◆ TASK REQUIREMENTS
Only the lines from the start of the material through the line containing "point: red curtain" are to be extracted, exactly as they appear.

------------------------------------

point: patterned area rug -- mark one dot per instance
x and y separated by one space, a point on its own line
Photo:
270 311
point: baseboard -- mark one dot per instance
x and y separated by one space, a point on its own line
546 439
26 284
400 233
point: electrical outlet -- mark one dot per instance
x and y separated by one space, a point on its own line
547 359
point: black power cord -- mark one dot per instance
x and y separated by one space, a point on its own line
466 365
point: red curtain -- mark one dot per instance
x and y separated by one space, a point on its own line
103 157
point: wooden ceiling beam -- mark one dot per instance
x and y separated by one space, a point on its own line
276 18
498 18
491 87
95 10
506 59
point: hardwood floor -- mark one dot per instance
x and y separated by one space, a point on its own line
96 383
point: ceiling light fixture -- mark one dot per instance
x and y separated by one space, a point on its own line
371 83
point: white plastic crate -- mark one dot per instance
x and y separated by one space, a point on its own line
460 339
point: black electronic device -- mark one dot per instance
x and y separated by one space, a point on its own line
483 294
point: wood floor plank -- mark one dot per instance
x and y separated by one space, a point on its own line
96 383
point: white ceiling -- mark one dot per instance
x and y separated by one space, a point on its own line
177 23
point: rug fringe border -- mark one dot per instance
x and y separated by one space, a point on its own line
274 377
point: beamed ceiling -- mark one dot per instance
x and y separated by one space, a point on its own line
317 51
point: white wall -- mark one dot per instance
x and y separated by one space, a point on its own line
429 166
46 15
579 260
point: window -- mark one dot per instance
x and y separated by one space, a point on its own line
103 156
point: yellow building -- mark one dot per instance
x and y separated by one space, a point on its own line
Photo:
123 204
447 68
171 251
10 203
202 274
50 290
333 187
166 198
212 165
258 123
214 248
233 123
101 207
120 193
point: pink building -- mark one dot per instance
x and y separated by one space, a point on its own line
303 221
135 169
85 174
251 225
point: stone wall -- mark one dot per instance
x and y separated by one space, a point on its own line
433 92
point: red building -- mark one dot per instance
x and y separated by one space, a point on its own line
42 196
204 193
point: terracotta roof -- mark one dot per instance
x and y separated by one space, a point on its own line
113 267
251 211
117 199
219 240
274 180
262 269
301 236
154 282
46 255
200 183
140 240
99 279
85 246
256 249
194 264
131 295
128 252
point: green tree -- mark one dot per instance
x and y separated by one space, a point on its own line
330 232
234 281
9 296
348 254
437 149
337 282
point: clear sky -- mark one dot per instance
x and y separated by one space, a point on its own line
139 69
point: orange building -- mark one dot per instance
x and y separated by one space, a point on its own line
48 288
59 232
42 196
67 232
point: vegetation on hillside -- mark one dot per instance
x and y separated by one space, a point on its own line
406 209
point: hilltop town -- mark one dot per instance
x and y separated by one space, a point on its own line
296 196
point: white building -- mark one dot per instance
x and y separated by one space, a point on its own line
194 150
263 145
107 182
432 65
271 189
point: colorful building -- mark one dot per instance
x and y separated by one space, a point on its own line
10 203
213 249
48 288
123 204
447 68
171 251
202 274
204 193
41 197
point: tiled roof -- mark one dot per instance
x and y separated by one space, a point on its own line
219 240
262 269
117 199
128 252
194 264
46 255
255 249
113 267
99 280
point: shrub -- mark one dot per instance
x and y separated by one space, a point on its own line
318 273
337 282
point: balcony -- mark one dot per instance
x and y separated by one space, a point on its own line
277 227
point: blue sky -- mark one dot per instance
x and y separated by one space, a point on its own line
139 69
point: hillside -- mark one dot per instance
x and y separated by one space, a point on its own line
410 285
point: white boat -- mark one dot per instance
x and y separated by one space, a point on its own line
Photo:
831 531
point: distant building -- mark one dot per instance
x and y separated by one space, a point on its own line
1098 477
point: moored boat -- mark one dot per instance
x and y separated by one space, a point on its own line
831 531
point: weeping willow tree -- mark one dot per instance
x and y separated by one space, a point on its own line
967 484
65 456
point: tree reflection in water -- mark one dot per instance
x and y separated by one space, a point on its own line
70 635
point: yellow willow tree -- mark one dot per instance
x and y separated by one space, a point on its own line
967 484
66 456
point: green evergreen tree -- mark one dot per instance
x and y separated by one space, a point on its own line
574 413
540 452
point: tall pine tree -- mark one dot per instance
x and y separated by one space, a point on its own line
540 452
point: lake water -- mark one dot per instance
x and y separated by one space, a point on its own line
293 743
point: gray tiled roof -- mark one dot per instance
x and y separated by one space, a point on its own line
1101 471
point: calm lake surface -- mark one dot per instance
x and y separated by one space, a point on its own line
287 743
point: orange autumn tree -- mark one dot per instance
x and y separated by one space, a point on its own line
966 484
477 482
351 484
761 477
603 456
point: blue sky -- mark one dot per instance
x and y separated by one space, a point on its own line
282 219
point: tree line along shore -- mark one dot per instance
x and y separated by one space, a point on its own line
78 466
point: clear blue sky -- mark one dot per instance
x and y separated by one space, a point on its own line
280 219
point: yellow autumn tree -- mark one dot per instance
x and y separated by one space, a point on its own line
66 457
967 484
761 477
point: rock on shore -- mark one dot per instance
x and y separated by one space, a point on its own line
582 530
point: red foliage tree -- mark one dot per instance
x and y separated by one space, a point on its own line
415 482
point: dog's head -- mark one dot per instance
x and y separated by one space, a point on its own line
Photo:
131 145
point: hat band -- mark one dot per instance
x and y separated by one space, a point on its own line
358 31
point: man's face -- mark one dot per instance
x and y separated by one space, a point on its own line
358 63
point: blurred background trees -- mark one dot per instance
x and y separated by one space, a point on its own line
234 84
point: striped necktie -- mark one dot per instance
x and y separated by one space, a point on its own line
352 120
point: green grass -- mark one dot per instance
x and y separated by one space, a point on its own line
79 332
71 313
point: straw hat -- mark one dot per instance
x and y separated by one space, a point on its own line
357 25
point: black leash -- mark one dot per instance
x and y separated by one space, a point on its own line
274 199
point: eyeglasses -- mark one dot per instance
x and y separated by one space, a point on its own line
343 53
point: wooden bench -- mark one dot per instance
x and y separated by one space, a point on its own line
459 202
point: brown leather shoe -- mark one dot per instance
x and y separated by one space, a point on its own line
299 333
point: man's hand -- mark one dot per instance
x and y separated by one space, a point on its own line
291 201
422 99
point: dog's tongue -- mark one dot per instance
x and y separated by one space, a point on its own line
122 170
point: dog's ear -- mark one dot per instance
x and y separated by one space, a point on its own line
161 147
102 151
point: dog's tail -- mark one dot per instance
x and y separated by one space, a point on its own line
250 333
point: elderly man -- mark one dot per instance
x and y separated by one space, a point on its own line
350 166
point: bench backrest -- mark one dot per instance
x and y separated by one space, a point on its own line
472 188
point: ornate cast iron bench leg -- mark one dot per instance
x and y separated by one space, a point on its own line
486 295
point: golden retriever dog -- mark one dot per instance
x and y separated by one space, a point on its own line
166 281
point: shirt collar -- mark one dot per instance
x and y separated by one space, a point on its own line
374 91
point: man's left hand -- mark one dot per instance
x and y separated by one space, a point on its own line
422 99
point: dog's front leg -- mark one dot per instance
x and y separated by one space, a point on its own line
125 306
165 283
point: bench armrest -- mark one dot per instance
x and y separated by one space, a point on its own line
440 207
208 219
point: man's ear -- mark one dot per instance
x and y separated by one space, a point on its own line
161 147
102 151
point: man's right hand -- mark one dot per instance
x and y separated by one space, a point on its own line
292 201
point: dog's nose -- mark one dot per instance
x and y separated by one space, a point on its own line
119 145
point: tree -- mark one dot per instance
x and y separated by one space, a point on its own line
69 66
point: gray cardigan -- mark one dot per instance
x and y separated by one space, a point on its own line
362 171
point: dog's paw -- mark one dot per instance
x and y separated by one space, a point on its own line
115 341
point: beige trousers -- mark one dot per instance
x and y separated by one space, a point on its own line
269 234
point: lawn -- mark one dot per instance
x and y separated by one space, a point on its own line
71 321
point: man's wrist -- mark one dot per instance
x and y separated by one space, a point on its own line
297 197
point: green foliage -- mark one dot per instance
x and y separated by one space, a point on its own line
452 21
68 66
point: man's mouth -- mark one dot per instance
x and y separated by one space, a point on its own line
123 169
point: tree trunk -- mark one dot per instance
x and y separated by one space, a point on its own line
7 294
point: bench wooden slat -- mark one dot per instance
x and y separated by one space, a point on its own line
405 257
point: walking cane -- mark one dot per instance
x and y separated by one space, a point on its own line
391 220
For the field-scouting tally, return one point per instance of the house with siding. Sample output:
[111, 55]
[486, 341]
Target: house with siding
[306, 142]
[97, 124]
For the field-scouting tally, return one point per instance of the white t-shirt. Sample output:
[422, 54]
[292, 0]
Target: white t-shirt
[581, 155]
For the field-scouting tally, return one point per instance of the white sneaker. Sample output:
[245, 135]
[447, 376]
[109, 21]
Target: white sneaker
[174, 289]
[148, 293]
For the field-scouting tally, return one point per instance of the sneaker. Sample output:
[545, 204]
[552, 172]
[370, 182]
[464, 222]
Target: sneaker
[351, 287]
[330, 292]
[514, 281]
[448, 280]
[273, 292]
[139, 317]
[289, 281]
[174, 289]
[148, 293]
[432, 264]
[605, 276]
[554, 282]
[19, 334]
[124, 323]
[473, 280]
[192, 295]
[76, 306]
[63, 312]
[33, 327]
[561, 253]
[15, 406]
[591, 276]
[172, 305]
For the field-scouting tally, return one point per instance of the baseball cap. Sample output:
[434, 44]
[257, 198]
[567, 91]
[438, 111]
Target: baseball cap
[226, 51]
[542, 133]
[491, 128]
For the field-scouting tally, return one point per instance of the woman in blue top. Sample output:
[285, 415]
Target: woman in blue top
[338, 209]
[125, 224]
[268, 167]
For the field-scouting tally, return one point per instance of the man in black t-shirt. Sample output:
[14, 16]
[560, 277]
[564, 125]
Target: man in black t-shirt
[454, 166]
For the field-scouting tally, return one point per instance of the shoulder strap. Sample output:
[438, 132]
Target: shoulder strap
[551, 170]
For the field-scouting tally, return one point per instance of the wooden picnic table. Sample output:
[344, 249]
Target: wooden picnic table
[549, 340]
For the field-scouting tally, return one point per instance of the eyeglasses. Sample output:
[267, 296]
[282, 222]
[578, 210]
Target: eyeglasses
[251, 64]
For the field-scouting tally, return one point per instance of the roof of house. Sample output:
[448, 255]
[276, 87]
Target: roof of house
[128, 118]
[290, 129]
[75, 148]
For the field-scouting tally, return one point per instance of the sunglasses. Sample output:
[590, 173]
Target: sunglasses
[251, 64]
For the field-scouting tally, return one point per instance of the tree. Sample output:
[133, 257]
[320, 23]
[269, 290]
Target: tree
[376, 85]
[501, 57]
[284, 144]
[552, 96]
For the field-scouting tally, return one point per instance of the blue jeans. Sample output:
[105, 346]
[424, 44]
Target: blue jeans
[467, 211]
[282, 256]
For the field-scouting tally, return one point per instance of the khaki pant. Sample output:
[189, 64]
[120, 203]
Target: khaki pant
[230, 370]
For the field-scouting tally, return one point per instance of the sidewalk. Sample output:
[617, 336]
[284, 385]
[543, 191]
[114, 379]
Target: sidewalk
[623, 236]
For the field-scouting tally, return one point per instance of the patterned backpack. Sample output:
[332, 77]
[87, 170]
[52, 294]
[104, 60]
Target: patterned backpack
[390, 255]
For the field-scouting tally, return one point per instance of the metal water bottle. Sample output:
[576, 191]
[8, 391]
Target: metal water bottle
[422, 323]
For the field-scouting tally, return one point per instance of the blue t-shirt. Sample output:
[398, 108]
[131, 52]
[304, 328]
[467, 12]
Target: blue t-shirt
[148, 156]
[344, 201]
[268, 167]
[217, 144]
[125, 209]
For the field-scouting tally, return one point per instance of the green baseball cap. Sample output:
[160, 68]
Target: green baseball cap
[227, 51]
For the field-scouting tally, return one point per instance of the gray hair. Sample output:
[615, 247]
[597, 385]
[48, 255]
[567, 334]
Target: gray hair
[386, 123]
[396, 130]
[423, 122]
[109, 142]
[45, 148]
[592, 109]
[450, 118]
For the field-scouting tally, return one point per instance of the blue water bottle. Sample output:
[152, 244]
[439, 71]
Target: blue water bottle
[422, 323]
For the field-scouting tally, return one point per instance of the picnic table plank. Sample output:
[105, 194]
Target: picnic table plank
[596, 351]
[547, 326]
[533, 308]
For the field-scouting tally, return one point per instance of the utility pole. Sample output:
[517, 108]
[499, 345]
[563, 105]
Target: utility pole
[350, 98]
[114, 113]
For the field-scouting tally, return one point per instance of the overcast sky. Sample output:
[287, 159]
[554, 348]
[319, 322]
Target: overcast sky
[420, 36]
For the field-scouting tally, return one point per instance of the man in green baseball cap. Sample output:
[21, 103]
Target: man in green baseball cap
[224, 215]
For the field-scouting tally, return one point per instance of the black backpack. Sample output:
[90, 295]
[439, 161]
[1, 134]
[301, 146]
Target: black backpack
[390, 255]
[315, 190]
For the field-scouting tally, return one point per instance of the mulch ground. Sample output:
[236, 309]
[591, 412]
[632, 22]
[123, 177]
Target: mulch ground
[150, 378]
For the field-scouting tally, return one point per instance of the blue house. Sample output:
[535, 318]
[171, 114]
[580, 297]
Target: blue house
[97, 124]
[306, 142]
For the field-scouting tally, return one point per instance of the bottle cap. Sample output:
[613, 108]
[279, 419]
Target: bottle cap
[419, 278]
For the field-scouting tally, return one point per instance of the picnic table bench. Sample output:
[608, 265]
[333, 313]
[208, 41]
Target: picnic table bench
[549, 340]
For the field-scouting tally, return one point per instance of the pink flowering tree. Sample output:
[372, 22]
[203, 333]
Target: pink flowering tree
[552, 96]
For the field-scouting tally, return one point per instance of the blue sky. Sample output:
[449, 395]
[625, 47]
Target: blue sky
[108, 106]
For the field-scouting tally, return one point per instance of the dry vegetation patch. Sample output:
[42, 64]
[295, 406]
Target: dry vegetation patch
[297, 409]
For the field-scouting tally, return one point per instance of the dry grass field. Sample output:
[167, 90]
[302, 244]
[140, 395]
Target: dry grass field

------------------------------------

◆ RESPONSE AREA
point: patterned area rug -- mark one dot per instance
x and y separated by one space, a point on its own line
Photo:
270 311
point: baseboard -- mark one dot per instance
x and y separated by one space, a point on its own line
546 439
26 284
400 233
point: electrical outlet -- mark one dot per instance
x and y separated by one space, a point on its own line
547 359
point: black power cord -- mark one dot per instance
x and y separated by one space, a point on its own line
466 365
point: red curtain -- mark one dot per instance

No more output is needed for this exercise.